**What needs to be done**. Go through the entries and transcribe each one exactly, dropping the pictures.

**Material**.
^^^^^^^^

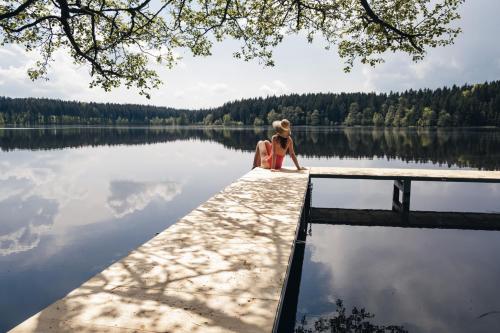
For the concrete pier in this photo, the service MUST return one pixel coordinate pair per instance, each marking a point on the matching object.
(224, 266)
(221, 268)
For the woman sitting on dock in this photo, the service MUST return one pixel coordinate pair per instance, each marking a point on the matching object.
(270, 155)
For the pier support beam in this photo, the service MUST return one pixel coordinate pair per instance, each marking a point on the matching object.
(401, 185)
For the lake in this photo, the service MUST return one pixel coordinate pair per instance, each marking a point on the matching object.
(74, 200)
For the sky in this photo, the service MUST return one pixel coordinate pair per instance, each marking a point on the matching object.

^^^^^^^^

**Exercise result**.
For the concrete pier in this photo, the service MUST return one pixel coordinate pair per instance, each marking a point on the matching object.
(224, 266)
(221, 268)
For the woman sitting on dock in this photo, the service MUST return one pixel coordinate pair per instance, each marking a point on the matching object.
(270, 155)
For the pier support beam in this photo, the service MUST return one pixel coordinate pair per instance, each marking a point on the matching object.
(401, 185)
For the lake in this photo, the service MUST return one pixel coordinate pair per instance, each marking a point on the matching object.
(74, 200)
For the sky in this photo, the service MUST return one pixel coordinate pair per instance, each marking a point on the matching object.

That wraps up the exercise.